= What is expected =
Format the items below as a Markdown table with two columns, Row and Line. Number each line in Row, put its text in Line, and leave out blank lines.

= Data extract =
● ● ●

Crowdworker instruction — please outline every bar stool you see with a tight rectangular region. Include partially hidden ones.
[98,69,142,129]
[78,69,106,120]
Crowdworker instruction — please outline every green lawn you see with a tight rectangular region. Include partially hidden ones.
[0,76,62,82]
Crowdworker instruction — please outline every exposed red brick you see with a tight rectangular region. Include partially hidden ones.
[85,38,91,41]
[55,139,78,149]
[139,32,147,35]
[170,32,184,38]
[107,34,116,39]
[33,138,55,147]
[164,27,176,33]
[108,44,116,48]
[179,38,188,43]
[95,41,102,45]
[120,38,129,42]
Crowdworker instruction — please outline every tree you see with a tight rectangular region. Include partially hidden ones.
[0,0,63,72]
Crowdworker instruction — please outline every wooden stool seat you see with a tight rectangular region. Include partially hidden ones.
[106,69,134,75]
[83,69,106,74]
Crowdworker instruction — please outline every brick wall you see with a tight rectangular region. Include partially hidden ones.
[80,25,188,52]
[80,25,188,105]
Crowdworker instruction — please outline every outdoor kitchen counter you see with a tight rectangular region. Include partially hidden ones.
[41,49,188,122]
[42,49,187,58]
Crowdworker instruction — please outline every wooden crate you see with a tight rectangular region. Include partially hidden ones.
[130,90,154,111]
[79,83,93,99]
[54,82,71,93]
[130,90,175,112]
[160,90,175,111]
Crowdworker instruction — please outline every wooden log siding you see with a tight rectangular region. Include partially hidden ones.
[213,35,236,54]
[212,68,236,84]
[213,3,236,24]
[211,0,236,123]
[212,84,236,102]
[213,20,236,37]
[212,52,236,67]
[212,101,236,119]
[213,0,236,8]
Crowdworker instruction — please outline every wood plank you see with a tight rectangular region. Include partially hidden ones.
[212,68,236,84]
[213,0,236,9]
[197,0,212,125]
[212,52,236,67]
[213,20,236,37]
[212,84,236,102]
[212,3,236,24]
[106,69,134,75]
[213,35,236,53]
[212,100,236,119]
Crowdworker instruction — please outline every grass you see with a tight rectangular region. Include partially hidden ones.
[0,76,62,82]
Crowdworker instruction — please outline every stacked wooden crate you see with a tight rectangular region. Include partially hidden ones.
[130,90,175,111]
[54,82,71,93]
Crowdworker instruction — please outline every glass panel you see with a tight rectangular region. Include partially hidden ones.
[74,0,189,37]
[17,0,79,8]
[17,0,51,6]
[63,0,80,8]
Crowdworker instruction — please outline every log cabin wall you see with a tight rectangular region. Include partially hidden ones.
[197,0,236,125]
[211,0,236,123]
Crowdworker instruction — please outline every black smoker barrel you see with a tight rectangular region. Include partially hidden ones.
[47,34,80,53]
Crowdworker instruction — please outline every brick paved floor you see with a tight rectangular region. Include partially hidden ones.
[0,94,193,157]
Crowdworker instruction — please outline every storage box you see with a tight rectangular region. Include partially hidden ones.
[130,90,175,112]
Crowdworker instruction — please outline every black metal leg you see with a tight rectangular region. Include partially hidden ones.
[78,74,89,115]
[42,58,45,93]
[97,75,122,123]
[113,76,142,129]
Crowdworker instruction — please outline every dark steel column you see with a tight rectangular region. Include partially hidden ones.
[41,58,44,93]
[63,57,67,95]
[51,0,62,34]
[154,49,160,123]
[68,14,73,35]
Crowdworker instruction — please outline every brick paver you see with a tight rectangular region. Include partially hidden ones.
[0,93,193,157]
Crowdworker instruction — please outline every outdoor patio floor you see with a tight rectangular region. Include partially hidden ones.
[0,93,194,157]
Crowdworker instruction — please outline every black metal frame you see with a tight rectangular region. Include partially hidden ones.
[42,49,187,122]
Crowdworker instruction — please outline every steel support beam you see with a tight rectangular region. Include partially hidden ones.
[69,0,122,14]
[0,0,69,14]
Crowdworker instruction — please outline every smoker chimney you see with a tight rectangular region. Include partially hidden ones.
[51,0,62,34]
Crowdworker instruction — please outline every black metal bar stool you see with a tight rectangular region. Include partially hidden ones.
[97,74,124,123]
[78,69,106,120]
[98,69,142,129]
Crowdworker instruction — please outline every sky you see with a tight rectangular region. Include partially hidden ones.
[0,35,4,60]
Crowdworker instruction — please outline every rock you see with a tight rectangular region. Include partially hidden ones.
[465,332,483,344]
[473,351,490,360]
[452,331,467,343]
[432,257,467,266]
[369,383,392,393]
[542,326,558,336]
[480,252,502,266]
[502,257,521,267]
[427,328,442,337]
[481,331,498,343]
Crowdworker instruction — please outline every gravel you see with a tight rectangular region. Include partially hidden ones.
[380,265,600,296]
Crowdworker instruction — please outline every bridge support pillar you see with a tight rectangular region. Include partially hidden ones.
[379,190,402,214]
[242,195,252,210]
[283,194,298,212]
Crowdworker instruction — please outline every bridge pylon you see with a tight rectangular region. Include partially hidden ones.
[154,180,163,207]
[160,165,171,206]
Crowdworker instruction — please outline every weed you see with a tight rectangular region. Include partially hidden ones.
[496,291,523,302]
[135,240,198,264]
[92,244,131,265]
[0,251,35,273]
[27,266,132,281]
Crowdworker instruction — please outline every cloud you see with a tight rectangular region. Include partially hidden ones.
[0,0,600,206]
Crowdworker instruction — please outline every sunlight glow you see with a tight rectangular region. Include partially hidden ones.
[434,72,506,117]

● ● ●

= Expected answer =
| Row | Line |
|---|---|
| 1 | Crowdworker instruction — please outline every bar stool you see with a tight rectangular region. Include partially hidden ones. |
| 2 | [98,69,142,129] |
| 3 | [78,69,106,120] |
| 4 | Crowdworker instruction — please outline every green lawn you see with a tight rectangular region. Include partially hidden ones. |
| 5 | [0,76,62,82] |
| 6 | Crowdworker instruction — please outline every exposed red brick you see with a tight rectangular region. Include partially hidden ones. |
| 7 | [85,38,91,41] |
| 8 | [55,139,78,149] |
| 9 | [139,32,147,35] |
| 10 | [170,32,184,38] |
| 11 | [107,34,116,39] |
| 12 | [33,138,55,147] |
| 13 | [164,27,176,33] |
| 14 | [108,44,116,48] |
| 15 | [179,38,188,43] |
| 16 | [95,41,102,45] |
| 17 | [120,38,129,42] |
| 18 | Crowdworker instruction — please outline every tree you see with a tight rectangular region. Include partially hidden ones. |
| 19 | [0,0,63,72] |
| 20 | Crowdworker instruction — please outline every wooden stool seat you see with a tight rectangular region. Include partially hidden ones. |
| 21 | [106,69,134,75] |
| 22 | [83,69,106,74] |
| 23 | Crowdworker instruction — please outline every brick wall you see with a tight rectangular region. Include partially hidden ones. |
| 24 | [80,25,188,52] |
| 25 | [80,25,188,105] |
| 26 | Crowdworker instruction — please outline every outdoor kitchen counter you see with a tight rectangular region. Include partially hidden ones. |
| 27 | [41,49,188,122] |
| 28 | [42,49,187,58] |
| 29 | Crowdworker instruction — please outline every wooden crate you see with a tight rectangular region. Include partially hidden ones. |
| 30 | [130,90,154,111] |
| 31 | [79,83,93,99] |
| 32 | [54,82,71,93] |
| 33 | [130,90,175,112] |
| 34 | [160,90,175,111] |
| 35 | Crowdworker instruction — please outline every wooden log siding you see with a tight rectangular region. Include partially hidden ones. |
| 36 | [213,35,236,54] |
| 37 | [212,68,236,84] |
| 38 | [213,3,236,24] |
| 39 | [211,0,236,123] |
| 40 | [212,84,236,102] |
| 41 | [213,20,236,37] |
| 42 | [212,52,236,67] |
| 43 | [212,101,236,119] |
| 44 | [213,0,236,8] |
| 45 | Crowdworker instruction — please outline every wood plank you see with a tight rectangular region. Include partially hidden ones. |
| 46 | [212,68,236,84] |
| 47 | [213,0,236,9] |
| 48 | [197,0,212,125] |
| 49 | [212,52,236,67] |
| 50 | [213,20,236,37] |
| 51 | [212,84,236,102] |
| 52 | [212,3,236,24] |
| 53 | [106,69,134,75] |
| 54 | [213,35,236,53] |
| 55 | [212,100,236,119] |
| 56 | Crowdworker instruction — please outline every grass you see with a tight rectangular region. Include partially hidden ones. |
| 57 | [0,76,62,82] |
| 58 | Crowdworker instruction — please outline every stacked wooden crate you see with a tight rectangular region. Include partially hidden ones. |
| 59 | [130,90,175,111] |
| 60 | [54,82,71,93] |
| 61 | Crowdworker instruction — please outline every glass panel you see with a tight rectangular region. Include partially hidden ones. |
| 62 | [74,0,189,37] |
| 63 | [17,0,79,8] |
| 64 | [17,0,51,6] |
| 65 | [63,0,80,8] |
| 66 | Crowdworker instruction — please outline every log cabin wall you see with a tight rectangular region. Include partially hidden ones. |
| 67 | [197,0,236,125] |
| 68 | [211,0,236,123] |
| 69 | Crowdworker instruction — please outline every black smoker barrel you see with a tight rectangular region. Include partially hidden ones. |
| 70 | [47,34,80,53] |
| 71 | Crowdworker instruction — please outline every brick paved floor you see with a tight rectangular region. Include partially hidden ones. |
| 72 | [0,94,193,157] |
| 73 | Crowdworker instruction — please outline every storage box you see with a tight rectangular region. Include partially hidden ones. |
| 74 | [130,90,175,112] |
| 75 | Crowdworker instruction — please outline every black metal leg you see with a tight rectangular region. Include partially hidden ones. |
| 76 | [78,74,89,115] |
| 77 | [42,58,45,93] |
| 78 | [97,75,122,123] |
| 79 | [113,76,142,129] |
| 80 | Crowdworker instruction — please outline every dark steel column you see with a tight rectangular region. Include partially hidden ones. |
| 81 | [41,58,44,93] |
| 82 | [63,57,67,95] |
| 83 | [51,0,62,34] |
| 84 | [154,49,160,123] |
| 85 | [68,14,73,35] |
| 86 | Crowdworker instruction — please outline every brick paver you see with a tight rectangular region. Include partially hidden ones. |
| 87 | [0,93,193,157] |
| 88 | Crowdworker instruction — please outline every outdoor patio floor you see with a tight rectangular region. Include partially hidden ones. |
| 89 | [0,93,194,157] |
| 90 | Crowdworker instruction — please outline every black metal frame you see with a tight rectangular region. Include partially hidden ones. |
| 91 | [42,49,187,122] |
| 92 | Crowdworker instruction — please outline every steel support beam you see with a tight rectangular region. Include partially hidden ones. |
| 93 | [69,0,122,14] |
| 94 | [0,0,69,14] |
| 95 | Crowdworker instruction — please outline every smoker chimney you see with a tight rectangular region. Include partially hidden ones. |
| 96 | [51,0,62,34] |
| 97 | Crowdworker instruction — please outline every black metal bar stool you see with a tight rectangular region. Include partially hidden ones. |
| 98 | [97,74,124,123] |
| 99 | [78,69,106,120] |
| 100 | [98,69,142,129] |
| 101 | Crowdworker instruction — please outline every sky you see with a tight rectangular region. Include partially hidden ones. |
| 102 | [0,35,4,60] |
| 103 | Crowdworker instruction — please outline every rock you see with a tight rectangular region. Include partially hidden ones. |
| 104 | [465,332,483,344] |
| 105 | [473,351,490,360] |
| 106 | [452,331,467,343] |
| 107 | [432,257,467,266] |
| 108 | [369,383,392,393] |
| 109 | [542,326,558,336] |
| 110 | [480,252,502,266] |
| 111 | [502,257,521,267] |
| 112 | [427,328,442,337] |
| 113 | [481,331,498,343] |
| 114 | Crowdworker instruction — please outline every gravel you see with a tight rectangular region. Include partially hidden ones. |
| 115 | [380,265,600,296] |
| 116 | Crowdworker instruction — please outline every bridge support pillar you see with a tight rectangular region. Include partially hidden ones. |
| 117 | [379,190,402,214] |
| 118 | [242,195,252,210] |
| 119 | [283,194,298,212] |
| 120 | Crowdworker instruction — please outline every bridge pylon you see with a tight rectangular region. Include partially hidden ones. |
| 121 | [154,180,163,207] |
| 122 | [160,165,171,206] |
| 123 | Crowdworker instruction — please outline every weed you see with a tight rectangular region. Include partially hidden ones. |
| 124 | [496,291,523,302] |
| 125 | [135,240,198,264] |
| 126 | [92,244,131,265] |
| 127 | [0,251,35,273] |
| 128 | [27,266,132,281] |
| 129 | Crowdworker instruction — please outline every cloud you see with a tight rectangular region. Include partially hidden ones. |
| 130 | [0,0,600,206] |
| 131 | Crowdworker instruction — please outline every sunlight glow you see with a tight rectangular region. Include partially hidden ones. |
| 132 | [434,72,506,117] |